▸ **Extract to read**:
----

Archive for September, 2007

12 Books on Crowdsourcing & Open Innovation - Part 1

Best Books on Crowdsourcing - Open Innovation - Long Tail

Although blogs and online journals are much faster to report on the latest developments, books can provide an interesting synthesis of overall trends and visionary insights. As some books on the subject definitely qualify as must reads, I’ve put together a list of the 12 most compelling books about crowdsourcing and open innovation.

  1. Outside Innovation: How Your Customers Will Co-Design Your Company’s Future
    - by Patricia B. Seybold
    In Outside Innovation, bestselling author Seybold taps her close relationship with dozens of high–innovation companies to reveal the untold strategy behind the trendsetters and the next HUGE leap forward in customer strategy. Seybold shows that companies that are dominating their category and staying ahead of the pack are collaborating at every level of their business with their customers.

----

▸ **Data for processing**:
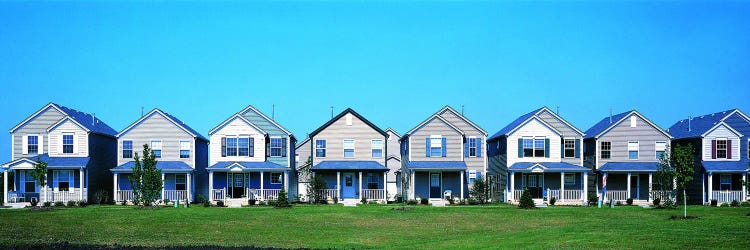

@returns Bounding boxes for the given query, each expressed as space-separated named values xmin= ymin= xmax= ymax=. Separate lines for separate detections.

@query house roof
xmin=584 ymin=110 xmax=672 ymax=139
xmin=111 ymin=161 xmax=193 ymax=173
xmin=308 ymin=108 xmax=388 ymax=138
xmin=487 ymin=106 xmax=584 ymax=141
xmin=310 ymin=161 xmax=388 ymax=171
xmin=510 ymin=162 xmax=589 ymax=172
xmin=702 ymin=161 xmax=750 ymax=172
xmin=407 ymin=161 xmax=467 ymax=170
xmin=10 ymin=102 xmax=117 ymax=137
xmin=117 ymin=108 xmax=208 ymax=141
xmin=667 ymin=109 xmax=747 ymax=139
xmin=2 ymin=154 xmax=89 ymax=169
xmin=599 ymin=162 xmax=659 ymax=172
xmin=207 ymin=161 xmax=288 ymax=170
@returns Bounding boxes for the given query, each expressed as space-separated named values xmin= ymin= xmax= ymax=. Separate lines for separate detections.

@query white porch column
xmin=78 ymin=168 xmax=84 ymax=201
xmin=3 ymin=169 xmax=8 ymax=204
xmin=112 ymin=173 xmax=119 ymax=201
xmin=260 ymin=171 xmax=266 ymax=200
xmin=185 ymin=174 xmax=193 ymax=204
xmin=458 ymin=170 xmax=465 ymax=200
xmin=708 ymin=172 xmax=714 ymax=202
xmin=647 ymin=173 xmax=654 ymax=201
xmin=335 ymin=171 xmax=344 ymax=200
xmin=625 ymin=172 xmax=631 ymax=199
xmin=560 ymin=172 xmax=565 ymax=201
xmin=508 ymin=171 xmax=516 ymax=201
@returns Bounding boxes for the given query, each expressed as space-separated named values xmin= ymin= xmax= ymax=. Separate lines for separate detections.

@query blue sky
xmin=0 ymin=2 xmax=750 ymax=162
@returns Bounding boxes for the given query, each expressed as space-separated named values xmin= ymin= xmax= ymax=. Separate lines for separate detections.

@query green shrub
xmin=518 ymin=188 xmax=536 ymax=209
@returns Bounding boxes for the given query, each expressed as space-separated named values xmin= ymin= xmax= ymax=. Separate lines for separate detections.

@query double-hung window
xmin=26 ymin=135 xmax=39 ymax=155
xmin=63 ymin=133 xmax=73 ymax=154
xmin=180 ymin=141 xmax=190 ymax=158
xmin=599 ymin=141 xmax=612 ymax=159
xmin=344 ymin=139 xmax=354 ymax=158
xmin=151 ymin=140 xmax=161 ymax=158
xmin=122 ymin=141 xmax=133 ymax=159
xmin=655 ymin=141 xmax=667 ymax=160
xmin=430 ymin=136 xmax=443 ymax=157
xmin=371 ymin=140 xmax=383 ymax=158
xmin=628 ymin=141 xmax=639 ymax=160
xmin=315 ymin=140 xmax=326 ymax=157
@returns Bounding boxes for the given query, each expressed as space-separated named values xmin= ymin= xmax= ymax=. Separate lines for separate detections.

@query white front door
xmin=341 ymin=173 xmax=356 ymax=198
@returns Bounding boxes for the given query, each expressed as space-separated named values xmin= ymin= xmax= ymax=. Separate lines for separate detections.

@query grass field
xmin=0 ymin=205 xmax=750 ymax=249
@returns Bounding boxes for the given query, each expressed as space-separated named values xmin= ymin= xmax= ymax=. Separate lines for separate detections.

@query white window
xmin=430 ymin=135 xmax=443 ymax=157
xmin=271 ymin=173 xmax=282 ymax=184
xmin=344 ymin=139 xmax=354 ymax=158
xmin=371 ymin=140 xmax=383 ymax=158
xmin=151 ymin=140 xmax=161 ymax=158
xmin=628 ymin=141 xmax=639 ymax=160
xmin=655 ymin=141 xmax=667 ymax=160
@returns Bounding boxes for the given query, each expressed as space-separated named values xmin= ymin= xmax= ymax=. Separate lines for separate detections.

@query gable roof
xmin=487 ymin=106 xmax=584 ymax=141
xmin=10 ymin=102 xmax=117 ymax=137
xmin=208 ymin=113 xmax=268 ymax=136
xmin=584 ymin=109 xmax=672 ymax=139
xmin=308 ymin=108 xmax=388 ymax=138
xmin=117 ymin=108 xmax=208 ymax=141
xmin=667 ymin=109 xmax=750 ymax=139
xmin=237 ymin=105 xmax=294 ymax=137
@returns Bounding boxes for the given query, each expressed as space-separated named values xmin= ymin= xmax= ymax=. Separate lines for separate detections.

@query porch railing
xmin=711 ymin=190 xmax=745 ymax=204
xmin=117 ymin=190 xmax=135 ymax=201
xmin=605 ymin=190 xmax=628 ymax=202
xmin=362 ymin=189 xmax=385 ymax=200
xmin=163 ymin=190 xmax=187 ymax=201
xmin=211 ymin=189 xmax=227 ymax=201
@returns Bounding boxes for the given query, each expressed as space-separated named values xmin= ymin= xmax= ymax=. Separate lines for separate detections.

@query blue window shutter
xmin=443 ymin=137 xmax=448 ymax=157
xmin=424 ymin=137 xmax=430 ymax=157
xmin=475 ymin=138 xmax=484 ymax=157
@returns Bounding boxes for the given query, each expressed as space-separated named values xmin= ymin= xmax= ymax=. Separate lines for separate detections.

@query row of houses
xmin=2 ymin=103 xmax=750 ymax=204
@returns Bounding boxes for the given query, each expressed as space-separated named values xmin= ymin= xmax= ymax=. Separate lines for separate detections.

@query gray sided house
xmin=208 ymin=105 xmax=297 ymax=204
xmin=487 ymin=107 xmax=590 ymax=204
xmin=111 ymin=109 xmax=208 ymax=202
xmin=2 ymin=103 xmax=117 ymax=205
xmin=584 ymin=110 xmax=673 ymax=203
xmin=310 ymin=108 xmax=388 ymax=203
xmin=667 ymin=109 xmax=750 ymax=204
xmin=401 ymin=106 xmax=490 ymax=203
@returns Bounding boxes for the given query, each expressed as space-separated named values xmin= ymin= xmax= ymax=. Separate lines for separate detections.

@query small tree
xmin=469 ymin=175 xmax=489 ymax=204
xmin=130 ymin=144 xmax=164 ymax=206
xmin=31 ymin=158 xmax=47 ymax=206
xmin=518 ymin=188 xmax=536 ymax=209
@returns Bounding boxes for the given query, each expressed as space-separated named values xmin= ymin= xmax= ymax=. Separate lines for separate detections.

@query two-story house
xmin=310 ymin=108 xmax=388 ymax=204
xmin=207 ymin=105 xmax=297 ymax=204
xmin=111 ymin=109 xmax=208 ymax=202
xmin=401 ymin=106 xmax=487 ymax=204
xmin=2 ymin=103 xmax=116 ymax=204
xmin=667 ymin=109 xmax=750 ymax=204
xmin=487 ymin=107 xmax=590 ymax=204
xmin=584 ymin=110 xmax=672 ymax=203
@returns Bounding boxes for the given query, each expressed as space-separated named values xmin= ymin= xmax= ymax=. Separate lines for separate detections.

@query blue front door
xmin=341 ymin=173 xmax=356 ymax=198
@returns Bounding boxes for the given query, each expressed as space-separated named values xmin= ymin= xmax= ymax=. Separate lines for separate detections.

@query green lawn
xmin=0 ymin=205 xmax=750 ymax=249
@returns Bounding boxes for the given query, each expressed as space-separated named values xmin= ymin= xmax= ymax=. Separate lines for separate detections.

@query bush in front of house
xmin=518 ymin=188 xmax=536 ymax=209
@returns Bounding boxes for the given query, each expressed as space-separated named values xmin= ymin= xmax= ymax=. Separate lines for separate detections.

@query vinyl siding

----

▸ **Exercises to complete**:
(1) Can you copy the passage from the post on crowdsourcing books, starting at the words "Although blogs and" and ending after "with their customers."?
(2) Which lines of the entries contain the string "front"? Copy each of them, treating uppercase and lowercase as different.

▸ **Answers to each task**:
(1)
Although blogs and online journals are much faster to report on the latest developments, books can provide an interesting synthesis of overall trends and visionary insights. As some books on the subject definitely qualify as must reads, I’ve put together a list of the 12 most compelling books about crowdsourcing and open innovation.

  1. Outside Innovation: How Your Customers Will Co-Design Your Company’s Future
    - by Patricia B. Seybold
    In Outside Innovation, bestselling author Seybold taps her close relationship with dozens of high–innovation companies to reveal the untold strategy behind the trendsetters and the next HUGE leap forward in customer strategy. Seybold shows that companies that are dominating their category and staying ahead of the pack are collaborating at every level of their business with their customers.

(2)
@query white front door
@query blue front door
@query bush in front of house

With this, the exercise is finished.